**PROBLEM DESCRIPTION**
Reproduce the full set of records verbatim.

[Stored data entries]
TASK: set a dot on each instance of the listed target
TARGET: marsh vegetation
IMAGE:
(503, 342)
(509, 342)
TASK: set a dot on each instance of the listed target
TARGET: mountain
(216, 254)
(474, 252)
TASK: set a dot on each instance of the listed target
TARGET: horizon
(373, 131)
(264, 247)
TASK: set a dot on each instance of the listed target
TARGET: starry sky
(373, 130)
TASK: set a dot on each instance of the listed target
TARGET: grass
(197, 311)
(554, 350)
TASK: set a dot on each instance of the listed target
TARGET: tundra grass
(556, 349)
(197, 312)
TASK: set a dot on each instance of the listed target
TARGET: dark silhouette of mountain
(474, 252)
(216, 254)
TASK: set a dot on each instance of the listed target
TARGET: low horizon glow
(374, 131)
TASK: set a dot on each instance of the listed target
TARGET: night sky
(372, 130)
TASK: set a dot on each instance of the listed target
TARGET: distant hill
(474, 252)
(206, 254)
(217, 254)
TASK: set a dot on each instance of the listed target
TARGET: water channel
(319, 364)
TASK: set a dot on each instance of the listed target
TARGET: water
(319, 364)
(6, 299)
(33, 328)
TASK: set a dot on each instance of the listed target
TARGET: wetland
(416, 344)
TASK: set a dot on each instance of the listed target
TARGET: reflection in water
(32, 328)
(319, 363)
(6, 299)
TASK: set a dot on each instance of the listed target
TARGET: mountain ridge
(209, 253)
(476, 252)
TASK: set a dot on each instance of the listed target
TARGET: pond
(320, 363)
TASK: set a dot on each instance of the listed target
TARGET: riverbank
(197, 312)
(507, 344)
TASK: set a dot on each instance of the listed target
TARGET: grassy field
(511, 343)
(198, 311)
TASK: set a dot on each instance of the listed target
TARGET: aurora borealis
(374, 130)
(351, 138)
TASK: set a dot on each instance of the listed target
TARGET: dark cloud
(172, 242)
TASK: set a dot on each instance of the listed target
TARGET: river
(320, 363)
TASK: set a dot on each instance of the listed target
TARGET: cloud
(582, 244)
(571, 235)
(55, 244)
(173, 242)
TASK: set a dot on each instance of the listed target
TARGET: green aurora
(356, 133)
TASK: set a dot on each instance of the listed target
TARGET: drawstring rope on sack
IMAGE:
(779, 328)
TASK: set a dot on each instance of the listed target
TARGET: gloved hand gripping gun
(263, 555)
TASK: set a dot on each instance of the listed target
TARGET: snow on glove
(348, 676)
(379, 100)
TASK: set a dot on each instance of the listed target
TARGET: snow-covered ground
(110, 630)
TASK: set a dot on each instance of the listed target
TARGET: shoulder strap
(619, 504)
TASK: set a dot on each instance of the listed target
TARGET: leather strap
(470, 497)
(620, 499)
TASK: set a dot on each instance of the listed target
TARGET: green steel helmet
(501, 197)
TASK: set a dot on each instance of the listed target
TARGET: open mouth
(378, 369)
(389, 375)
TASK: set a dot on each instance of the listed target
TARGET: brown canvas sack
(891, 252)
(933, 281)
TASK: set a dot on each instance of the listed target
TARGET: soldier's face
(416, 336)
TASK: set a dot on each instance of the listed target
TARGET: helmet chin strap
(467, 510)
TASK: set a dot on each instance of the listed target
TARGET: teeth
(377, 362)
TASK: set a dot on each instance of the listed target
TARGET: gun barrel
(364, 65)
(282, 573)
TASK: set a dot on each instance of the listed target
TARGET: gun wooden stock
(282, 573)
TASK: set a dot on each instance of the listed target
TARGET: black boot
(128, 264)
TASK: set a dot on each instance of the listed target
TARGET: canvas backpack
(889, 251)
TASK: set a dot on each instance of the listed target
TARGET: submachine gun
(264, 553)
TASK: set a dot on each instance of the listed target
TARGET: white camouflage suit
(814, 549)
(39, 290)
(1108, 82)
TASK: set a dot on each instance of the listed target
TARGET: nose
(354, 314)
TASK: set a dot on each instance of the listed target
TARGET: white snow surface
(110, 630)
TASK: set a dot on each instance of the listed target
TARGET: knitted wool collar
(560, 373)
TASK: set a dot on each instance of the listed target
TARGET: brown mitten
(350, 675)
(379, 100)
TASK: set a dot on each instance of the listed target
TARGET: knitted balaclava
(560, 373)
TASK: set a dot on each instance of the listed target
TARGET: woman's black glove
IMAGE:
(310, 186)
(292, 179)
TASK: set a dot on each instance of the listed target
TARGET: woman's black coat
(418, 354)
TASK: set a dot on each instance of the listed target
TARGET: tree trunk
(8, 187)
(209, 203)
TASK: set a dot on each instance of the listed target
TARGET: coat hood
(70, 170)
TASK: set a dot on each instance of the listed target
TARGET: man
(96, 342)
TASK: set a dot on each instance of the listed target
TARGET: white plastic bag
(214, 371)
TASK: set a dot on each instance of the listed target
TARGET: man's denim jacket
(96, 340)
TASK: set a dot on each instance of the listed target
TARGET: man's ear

**SOLVED EXERCISE**
TASK: set a dot on each instance of the listed target
TARGET: marsh vegetation
IMAGE:
(503, 342)
(509, 342)
TASK: set a dot on each instance of the listed target
TARGET: mountain
(216, 254)
(474, 252)
TASK: set a dot on each instance of the listed target
TARGET: horizon
(373, 131)
(264, 247)
TASK: set a dot on each instance of the listed target
TARGET: starry sky
(373, 130)
TASK: set a dot on each instance of the listed target
TARGET: grass
(197, 311)
(554, 350)
TASK: set a dot on each instance of the listed target
TARGET: tundra grass
(556, 349)
(197, 312)
TASK: set a dot on each instance of the listed target
TARGET: dark silhouette of mountain
(474, 252)
(216, 254)
TASK: set a dot on each instance of the listed target
TARGET: low horizon glow
(374, 131)
TASK: set a dot on each instance of the listed target
TARGET: night sky
(372, 130)
TASK: set a dot on each instance of the listed target
TARGET: distant hill
(474, 252)
(206, 254)
(217, 254)
TASK: set a dot on each instance of the listed target
TARGET: water channel
(319, 364)
TASK: set a dot on each instance of the listed target
TARGET: water
(319, 364)
(6, 299)
(33, 328)
TASK: set a dot on each instance of the listed target
TARGET: wetland
(416, 344)
TASK: set a dot on each instance of the listed target
TARGET: reflection in water
(32, 328)
(319, 363)
(6, 299)
TASK: set a dot on each instance of the listed target
TARGET: mountain ridge
(209, 253)
(476, 252)
TASK: set a dot on each instance of the listed target
TARGET: pond
(320, 363)
TASK: set a dot on each instance of the listed target
TARGET: riverbank
(197, 312)
(507, 344)
TASK: set a dot on each instance of the listed target
TARGET: grassy field
(511, 343)
(198, 311)
TASK: set a dot on each instance of the listed target
TARGET: aurora borealis
(374, 130)
(351, 138)
TASK: set a dot on each instance of the listed target
TARGET: dark cloud
(172, 242)
TASK: set a dot on each instance of the listed target
TARGET: river
(320, 363)
TASK: set a dot on each instance of the listed target
TARGET: cloud
(582, 244)
(571, 235)
(55, 244)
(173, 242)
TASK: set a dot on each instance of the listed target
TARGET: green aurora
(356, 133)
TASK: set a dot on each instance of the listed target
TARGET: drawstring rope on sack
IMAGE:
(779, 328)
TASK: set a dot on each instance of the listed target
TARGET: gloved hand gripping gun
(263, 555)
TASK: set a dot on each instance of the listed target
TARGET: snow on glove
(348, 676)
(379, 100)
TASK: set a dot on each instance of the listed target
TARGET: snow-covered ground
(110, 630)
TASK: set a dot on each instance of the listed target
TARGET: shoulder strap
(619, 504)
TASK: set a dot on each instance of the listed target
TARGET: leather strap
(470, 497)
(620, 499)
TASK: set a dot on each instance of the listed target
TARGET: green steel helmet
(501, 197)
TASK: set a dot on each instance of the listed target
TARGET: open mouth
(378, 369)
(389, 375)
TASK: set a dot on each instance of the listed target
TARGET: brown canvas sack
(891, 252)
(933, 281)
TASK: set a dot on each instance of the listed target
TARGET: soldier's face
(416, 336)
TASK: set a dot on each instance of the listed target
TARGET: helmet chin strap
(467, 510)
TASK: set a dot on each instance of the listed target
TARGET: teeth
(377, 362)
TASK: set a dot on each instance of the listed target
TARGET: gun barrel
(364, 65)
(282, 573)
TASK: set a dot on each instance of the listed target
TARGET: gun wooden stock
(282, 573)
TASK: set a dot on each instance of the listed target
TARGET: black boot
(128, 264)
TASK: set a dot on each instance of the listed target
TARGET: canvas backpack
(889, 251)
TASK: set a dot on each instance of the listed target
TARGET: submachine gun
(264, 553)
TASK: set a dot on each instance of the listed target
TARGET: white camouflage suit
(814, 549)
(39, 290)
(1108, 82)
TASK: set a dot on each instance of the listed target
TARGET: nose
(354, 314)
TASK: set a dot on each instance of the listed target
TARGET: white snow surface
(110, 630)
TASK: set a dot on each instance of the listed target
TARGET: knitted wool collar
(560, 373)
TASK: set a dot on each instance of the listed target
TARGET: brown mitten
(350, 675)
(379, 100)
TASK: set a dot on each instance of the listed target
TARGET: knitted balaclava
(560, 373)
TASK: set a dot on each instance of the listed target
TARGET: woman's black glove
IMAGE:
(310, 186)
(292, 179)
TASK: set a dot on each instance of the listed target
TARGET: woman's black coat
(418, 354)
TASK: set a dot on each instance of the listed target
TARGET: tree trunk
(8, 187)
(209, 203)
TASK: set a dot on each instance of the listed target
TARGET: coat hood
(70, 170)
TASK: set a dot on each instance of the listed target
TARGET: man
(96, 342)
TASK: set a dot on each instance of the listed target
TARGET: white plastic bag
(214, 371)
TASK: set a dot on each instance of the listed target
TARGET: man's denim jacket
(96, 340)
TASK: set a dot on each instance of the listed target
TARGET: man's ear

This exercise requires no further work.